> Work instruction 1
Answer these from the comment:
(a) What year does the writer give for the post being commented on?
(b) According to the first quoted passage, what did women complain men did after work?
(c) Which work does the second quoted passage call the most famous of the studies?
> Work instruction 2
Restate the comment's paragraph beginning "I liked that part because" as a short bulleted list that keeps its main points.
> Work instruction 3
Duplicate everything in the comment from "No, actually, this" down to "of their behaviour.".

> Page text
● ● ● ●
Well, this is from 2009, and it looks like Jenks is probably long gone, but I am going to comment here to put this back on the front page. Some people may find it interesting. I do find it interesting as well, though I am blessedly untroubled by gender battles (muhahahaha, suckers!)
No, actually, this is kind of interesting. Certainly men and women are different in how the perceive and react to the world. I liked these paragraphs:
This critique of "masculinity" dramatically affected intimate relationships: women were encouraged to express their dissatisfaction with men's refusal to "share" their inner lives. Women complained of not being heard, of men disappearing after work to tinker in the garage or zone out in front of the TV. But such complaints assumed that men choose all of their behaviour.
I liked that part because "alone time" does seem to be a point of conflict between couples. However, being alone and focusing on a specific task (such as building a model or fixing something) is very good for the brain. That kind of focused attention helps revive our "psyche," though I hate using that word.
And this one:
The most famous of these studies, anthropologist Helen Fisher's Anatomy of Love, explains the evolutionary impetus for human tendencies in courtship, marriage, adultery, divorce and child rearing. Some of her findings are provocative: it seems that we are hard-wired for serial monogamy and must work hard to maintain pair-bonds; that highly orgasmic women enjoy an evolutionary advantage; and that flirtation among primates closely resembles the way young men and women in a bar show their sexual interest today.
I like that one because I'm not always for monogamy, and because I like primate research and what it can potentially tell us about ourselves.
● ● ● ●
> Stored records
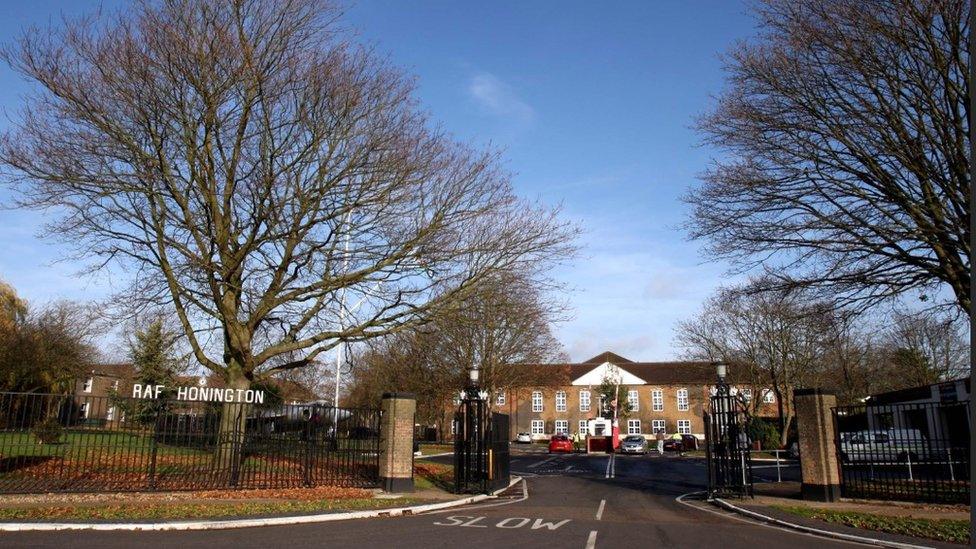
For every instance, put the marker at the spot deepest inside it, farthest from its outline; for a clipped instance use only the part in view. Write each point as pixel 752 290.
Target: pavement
pixel 581 501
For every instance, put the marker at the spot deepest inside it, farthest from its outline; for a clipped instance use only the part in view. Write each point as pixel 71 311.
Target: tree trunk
pixel 229 453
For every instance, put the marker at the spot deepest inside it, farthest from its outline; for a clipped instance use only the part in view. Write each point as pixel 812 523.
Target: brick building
pixel 662 395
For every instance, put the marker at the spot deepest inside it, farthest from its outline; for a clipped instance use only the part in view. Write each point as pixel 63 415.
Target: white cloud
pixel 499 98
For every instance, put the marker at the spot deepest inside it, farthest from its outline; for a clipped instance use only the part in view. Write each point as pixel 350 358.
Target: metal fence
pixel 913 452
pixel 77 443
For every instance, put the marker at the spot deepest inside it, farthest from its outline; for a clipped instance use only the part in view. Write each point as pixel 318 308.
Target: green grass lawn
pixel 431 449
pixel 75 442
pixel 952 531
pixel 431 475
pixel 208 510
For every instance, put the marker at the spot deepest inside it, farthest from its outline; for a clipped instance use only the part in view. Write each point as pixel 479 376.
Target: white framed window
pixel 560 401
pixel 536 401
pixel 584 401
pixel 682 400
pixel 657 400
pixel 632 400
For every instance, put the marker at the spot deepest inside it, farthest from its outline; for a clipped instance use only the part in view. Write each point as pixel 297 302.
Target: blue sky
pixel 593 107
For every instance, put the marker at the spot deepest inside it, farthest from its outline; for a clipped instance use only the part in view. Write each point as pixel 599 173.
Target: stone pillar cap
pixel 400 395
pixel 813 391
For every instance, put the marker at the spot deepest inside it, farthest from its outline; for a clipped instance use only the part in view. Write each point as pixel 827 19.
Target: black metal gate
pixel 911 452
pixel 481 456
pixel 727 446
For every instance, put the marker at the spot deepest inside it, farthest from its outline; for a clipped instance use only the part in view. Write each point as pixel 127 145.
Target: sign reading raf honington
pixel 201 394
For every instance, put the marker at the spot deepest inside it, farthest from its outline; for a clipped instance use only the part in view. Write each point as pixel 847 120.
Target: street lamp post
pixel 471 459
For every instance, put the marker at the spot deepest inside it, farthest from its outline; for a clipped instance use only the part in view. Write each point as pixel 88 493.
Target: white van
pixel 889 445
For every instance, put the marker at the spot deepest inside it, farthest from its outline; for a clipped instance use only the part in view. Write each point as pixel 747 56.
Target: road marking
pixel 611 467
pixel 729 515
pixel 543 462
pixel 466 521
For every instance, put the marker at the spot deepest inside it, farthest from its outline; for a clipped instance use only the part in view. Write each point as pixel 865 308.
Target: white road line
pixel 540 463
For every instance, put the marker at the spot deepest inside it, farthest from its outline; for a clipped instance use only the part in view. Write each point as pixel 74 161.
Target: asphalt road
pixel 564 501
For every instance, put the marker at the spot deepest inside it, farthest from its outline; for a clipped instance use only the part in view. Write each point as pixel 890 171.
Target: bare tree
pixel 776 341
pixel 44 349
pixel 273 184
pixel 926 349
pixel 847 170
pixel 502 329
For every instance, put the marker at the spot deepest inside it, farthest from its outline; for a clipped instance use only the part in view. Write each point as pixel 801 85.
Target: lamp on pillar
pixel 721 369
pixel 474 381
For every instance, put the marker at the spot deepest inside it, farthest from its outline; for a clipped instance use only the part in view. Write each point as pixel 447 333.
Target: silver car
pixel 633 444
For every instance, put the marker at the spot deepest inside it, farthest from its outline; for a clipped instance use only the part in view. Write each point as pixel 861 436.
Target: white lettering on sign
pixel 510 523
pixel 203 394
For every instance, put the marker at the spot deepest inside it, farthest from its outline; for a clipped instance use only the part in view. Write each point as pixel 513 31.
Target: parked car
pixel 885 445
pixel 686 442
pixel 560 443
pixel 633 444
pixel 793 452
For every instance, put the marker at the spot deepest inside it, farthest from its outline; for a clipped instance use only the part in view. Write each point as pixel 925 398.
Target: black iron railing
pixel 727 449
pixel 82 443
pixel 913 452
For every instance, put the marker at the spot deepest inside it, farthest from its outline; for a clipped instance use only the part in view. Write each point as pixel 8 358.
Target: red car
pixel 560 443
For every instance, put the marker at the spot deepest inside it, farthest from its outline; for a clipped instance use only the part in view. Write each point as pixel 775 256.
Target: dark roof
pixel 921 392
pixel 654 373
pixel 607 356
pixel 122 370
pixel 672 373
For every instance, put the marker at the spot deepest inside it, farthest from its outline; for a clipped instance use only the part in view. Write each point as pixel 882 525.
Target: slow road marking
pixel 510 523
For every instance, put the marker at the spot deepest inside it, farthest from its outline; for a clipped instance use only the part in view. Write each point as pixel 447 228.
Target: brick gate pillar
pixel 396 442
pixel 817 443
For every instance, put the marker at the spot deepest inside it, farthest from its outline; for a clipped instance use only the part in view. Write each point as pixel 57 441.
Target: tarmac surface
pixel 580 501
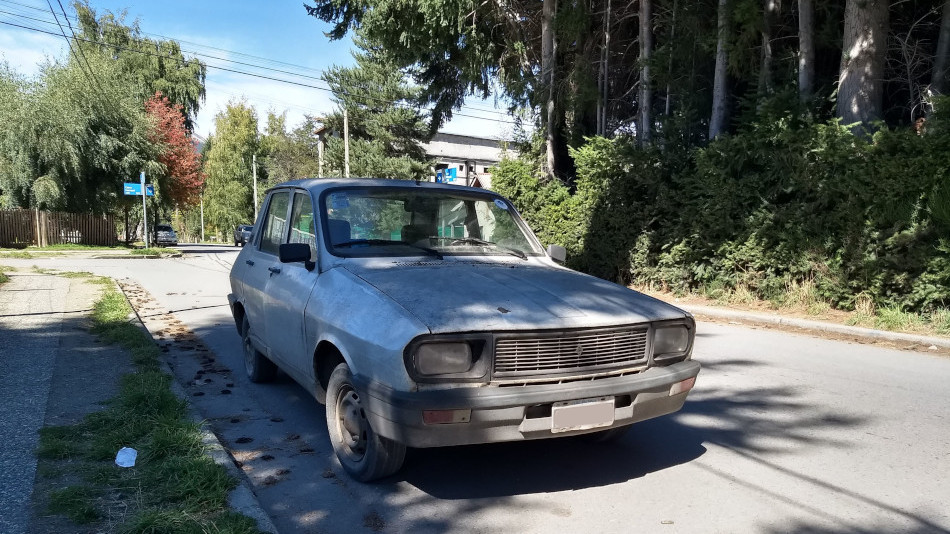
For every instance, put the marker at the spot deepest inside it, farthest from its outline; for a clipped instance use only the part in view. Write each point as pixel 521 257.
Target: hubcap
pixel 352 424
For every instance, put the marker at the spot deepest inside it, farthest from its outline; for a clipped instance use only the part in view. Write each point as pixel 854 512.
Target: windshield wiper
pixel 482 242
pixel 355 242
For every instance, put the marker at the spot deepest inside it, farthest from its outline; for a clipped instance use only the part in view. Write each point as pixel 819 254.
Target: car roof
pixel 319 185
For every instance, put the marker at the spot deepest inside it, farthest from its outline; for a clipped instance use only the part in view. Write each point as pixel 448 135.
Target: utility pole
pixel 254 165
pixel 202 217
pixel 346 144
pixel 144 210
● ● ● ●
> Answer space 1
(a) 2009
(b) They disappeared to tinker in the garage or zone out in front of the TV.
(c) Anthropologist Helen Fisher's Anatomy of Love

> Answer space 2
- "Alone time" seems to be a point of conflict between couples.
- Being alone and focusing on a specific task, such as building a model or fixing something, is very good for the brain.
- That focused attention helps revive the "psyche," a word the writer dislikes using.

> Answer space 3
No, actually, this is kind of interesting. Certainly men and women are different in how the perceive and react to the world. I liked these paragraphs:
This critique of "masculinity" dramatically affected intimate relationships: women were encouraged to express their dissatisfaction with men's refusal to "share" their inner lives. Women complained of not being heard, of men disappearing after work to tinker in the garage or zone out in front of the TV. But such complaints assumed that men choose all of their behaviour.